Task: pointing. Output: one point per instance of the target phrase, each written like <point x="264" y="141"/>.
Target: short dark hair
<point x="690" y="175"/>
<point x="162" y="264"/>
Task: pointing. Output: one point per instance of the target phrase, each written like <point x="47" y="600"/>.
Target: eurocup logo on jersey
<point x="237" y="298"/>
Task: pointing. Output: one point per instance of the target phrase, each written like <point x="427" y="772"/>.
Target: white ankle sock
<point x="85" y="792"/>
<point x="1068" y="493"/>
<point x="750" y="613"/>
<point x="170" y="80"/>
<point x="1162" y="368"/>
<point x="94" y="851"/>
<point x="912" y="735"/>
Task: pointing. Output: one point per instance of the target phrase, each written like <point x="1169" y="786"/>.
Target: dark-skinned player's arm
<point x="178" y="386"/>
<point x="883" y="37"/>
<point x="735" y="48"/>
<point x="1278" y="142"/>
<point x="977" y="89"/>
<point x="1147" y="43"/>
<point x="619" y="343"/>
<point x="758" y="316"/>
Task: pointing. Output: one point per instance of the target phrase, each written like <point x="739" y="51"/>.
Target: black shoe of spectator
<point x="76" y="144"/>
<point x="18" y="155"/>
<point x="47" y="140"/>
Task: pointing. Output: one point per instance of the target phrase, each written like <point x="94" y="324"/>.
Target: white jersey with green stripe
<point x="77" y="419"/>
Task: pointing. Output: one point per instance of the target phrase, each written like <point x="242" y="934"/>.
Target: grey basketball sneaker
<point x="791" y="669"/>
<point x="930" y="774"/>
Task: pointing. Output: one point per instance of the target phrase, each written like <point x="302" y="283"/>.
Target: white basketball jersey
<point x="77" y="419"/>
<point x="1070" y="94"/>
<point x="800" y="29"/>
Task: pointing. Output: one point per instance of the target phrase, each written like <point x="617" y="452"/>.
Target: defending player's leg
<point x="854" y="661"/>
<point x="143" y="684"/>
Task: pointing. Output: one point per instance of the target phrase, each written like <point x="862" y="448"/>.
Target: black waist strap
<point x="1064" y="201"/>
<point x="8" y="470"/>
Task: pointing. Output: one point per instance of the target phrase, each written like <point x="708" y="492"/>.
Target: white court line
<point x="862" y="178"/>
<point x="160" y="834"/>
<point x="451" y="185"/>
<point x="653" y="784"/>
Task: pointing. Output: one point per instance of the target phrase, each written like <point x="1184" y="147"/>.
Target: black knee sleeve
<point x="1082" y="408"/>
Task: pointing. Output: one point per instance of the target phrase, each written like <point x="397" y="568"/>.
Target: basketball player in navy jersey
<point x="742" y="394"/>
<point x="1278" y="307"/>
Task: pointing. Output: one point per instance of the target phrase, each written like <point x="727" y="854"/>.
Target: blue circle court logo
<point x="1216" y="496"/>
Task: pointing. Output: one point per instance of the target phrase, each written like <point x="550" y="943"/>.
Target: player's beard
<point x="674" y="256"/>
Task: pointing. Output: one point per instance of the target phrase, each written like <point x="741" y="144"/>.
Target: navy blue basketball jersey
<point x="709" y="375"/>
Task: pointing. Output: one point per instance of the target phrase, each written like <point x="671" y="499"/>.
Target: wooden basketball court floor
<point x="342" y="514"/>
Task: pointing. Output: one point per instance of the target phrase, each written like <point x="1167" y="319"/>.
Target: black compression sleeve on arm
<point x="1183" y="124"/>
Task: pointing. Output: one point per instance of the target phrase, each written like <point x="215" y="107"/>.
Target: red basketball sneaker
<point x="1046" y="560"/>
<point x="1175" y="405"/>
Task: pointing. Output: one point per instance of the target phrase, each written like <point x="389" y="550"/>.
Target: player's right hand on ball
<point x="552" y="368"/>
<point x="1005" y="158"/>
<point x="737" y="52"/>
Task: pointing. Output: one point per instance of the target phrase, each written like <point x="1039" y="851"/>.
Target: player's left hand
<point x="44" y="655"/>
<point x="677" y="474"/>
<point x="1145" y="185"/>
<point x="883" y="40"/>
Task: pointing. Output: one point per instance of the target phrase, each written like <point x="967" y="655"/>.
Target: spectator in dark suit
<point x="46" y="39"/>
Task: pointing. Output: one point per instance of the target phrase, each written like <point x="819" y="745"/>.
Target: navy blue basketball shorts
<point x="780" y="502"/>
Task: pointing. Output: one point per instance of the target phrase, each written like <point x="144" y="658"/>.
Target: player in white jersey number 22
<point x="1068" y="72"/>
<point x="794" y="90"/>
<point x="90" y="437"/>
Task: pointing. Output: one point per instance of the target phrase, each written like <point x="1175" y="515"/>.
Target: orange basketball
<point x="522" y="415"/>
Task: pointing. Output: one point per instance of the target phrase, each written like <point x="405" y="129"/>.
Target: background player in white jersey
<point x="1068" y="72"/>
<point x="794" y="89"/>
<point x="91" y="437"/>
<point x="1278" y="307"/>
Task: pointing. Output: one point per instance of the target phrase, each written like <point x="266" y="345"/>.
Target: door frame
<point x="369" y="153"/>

* * * *

:: What is required ::
Every record above should be written out exactly.

:: Solution to this problem ::
Task: pointing. Output: one point per instance of the target phrase, each written like <point x="264" y="141"/>.
Target: short dark hair
<point x="690" y="175"/>
<point x="162" y="264"/>
Task: pointing. Output: one point per instance of the target phrase, each written like <point x="47" y="600"/>.
Target: eurocup logo on jersey
<point x="237" y="298"/>
Task: pointing. Output: one point per instance of the target phrase, each written like <point x="427" y="772"/>.
Target: white ankle sock
<point x="85" y="792"/>
<point x="1068" y="493"/>
<point x="750" y="613"/>
<point x="170" y="80"/>
<point x="1162" y="368"/>
<point x="94" y="851"/>
<point x="912" y="735"/>
Task: pointing. Output: one point per instance of the target phrase, each written like <point x="1169" y="786"/>.
Target: dark-skinned player's arm
<point x="178" y="386"/>
<point x="883" y="37"/>
<point x="735" y="48"/>
<point x="1278" y="142"/>
<point x="977" y="89"/>
<point x="1147" y="43"/>
<point x="619" y="343"/>
<point x="758" y="316"/>
Task: pointing. Output: one point per instance of the target phrase, each written like <point x="739" y="51"/>.
Target: black shoe of spectator
<point x="76" y="144"/>
<point x="18" y="155"/>
<point x="47" y="140"/>
Task: pointing. Output: one point per instance of the target phrase, each written like <point x="94" y="324"/>.
Target: white jersey with green stripe
<point x="77" y="419"/>
Task: pointing. Output: one point per instance of the target phrase, each written like <point x="242" y="934"/>.
Target: grey basketball sneaker
<point x="791" y="669"/>
<point x="930" y="774"/>
Task: pointing. Output: one point per instance of the target phrase, each written like <point x="302" y="283"/>.
Target: white basketball jersey
<point x="77" y="419"/>
<point x="1070" y="94"/>
<point x="800" y="29"/>
Task: pointing. Output: one point per instance of the target phrase, each written like <point x="617" y="452"/>.
Target: defending player's leg
<point x="854" y="661"/>
<point x="143" y="684"/>
Task: pointing. Output: one point per instance of the target phrase, each written like <point x="862" y="448"/>.
Target: black waist strap
<point x="1064" y="201"/>
<point x="8" y="470"/>
Task: pointing. Output: one point per instance of the target phrase, each written like <point x="708" y="492"/>.
Target: white court line
<point x="862" y="178"/>
<point x="160" y="834"/>
<point x="451" y="185"/>
<point x="653" y="784"/>
Task: pointing. Output: one point per instance of the target phrase, each written like <point x="1184" y="147"/>.
Target: black knee sleeve
<point x="1082" y="408"/>
Task: pointing. Output: one point per instance of the target phrase, each written like <point x="397" y="568"/>.
Target: basketball player in navy jersey
<point x="742" y="394"/>
<point x="1278" y="307"/>
Task: pointing. Output: one point per instance of the target phrase, each written like <point x="727" y="854"/>.
Target: blue circle court logo
<point x="1216" y="496"/>
Task: pointing. Output: one point per instance of the target phrase, each written like <point x="550" y="943"/>.
Target: player's beard
<point x="674" y="256"/>
Task: pointing. Output: one point per instance of the target phrase, each written like <point x="741" y="144"/>.
Target: navy blue basketball jersey
<point x="709" y="375"/>
Task: pointing. Output: one point per instance of the target phrase, each written like <point x="671" y="499"/>.
Target: wooden basketball court floor
<point x="342" y="514"/>
Task: pointing. Output: one point per instance of the target phrase, each written like <point x="1167" y="319"/>.
Target: black compression sleeve on arm
<point x="1183" y="124"/>
Task: pointing. Output: one point per instance of the target phrase, each written like <point x="215" y="107"/>.
Target: red basketball sneaker
<point x="1046" y="560"/>
<point x="1175" y="405"/>
Task: pointing. Output: one point per instance of the target phrase, each written like <point x="389" y="550"/>.
Target: player's right hand on ball
<point x="552" y="368"/>
<point x="1005" y="158"/>
<point x="737" y="52"/>
Task: pointing. Output: one point per instance of the target phrase, each written like <point x="1039" y="851"/>.
Target: player's left hand
<point x="44" y="655"/>
<point x="677" y="474"/>
<point x="1145" y="185"/>
<point x="883" y="40"/>
Task: pointing. Output: one point per instance of the target phrase, each written like <point x="967" y="655"/>.
Target: spectator in dark suit
<point x="46" y="39"/>
Task: pointing. Output: one point per instance of the target phrase, each written like <point x="819" y="745"/>.
Target: navy blue basketball shorts
<point x="780" y="502"/>
Task: pointing. Output: one point per instance of the target phrase, each written like <point x="144" y="658"/>.
Target: player in white jersey number 22
<point x="1068" y="72"/>
<point x="794" y="90"/>
<point x="90" y="437"/>
Task: pointing. Output: one point per instance of the target phrase, each written like <point x="1175" y="515"/>.
Target: orange basketball
<point x="522" y="415"/>
Task: pointing. Output: one point per instance of the target phrase, each written like <point x="405" y="129"/>.
Target: background player in white jersey
<point x="1068" y="72"/>
<point x="794" y="89"/>
<point x="91" y="437"/>
<point x="1278" y="307"/>
Task: pointing. Output: one point per instance of the target phrase, each written like <point x="266" y="345"/>.
Target: door frame
<point x="369" y="153"/>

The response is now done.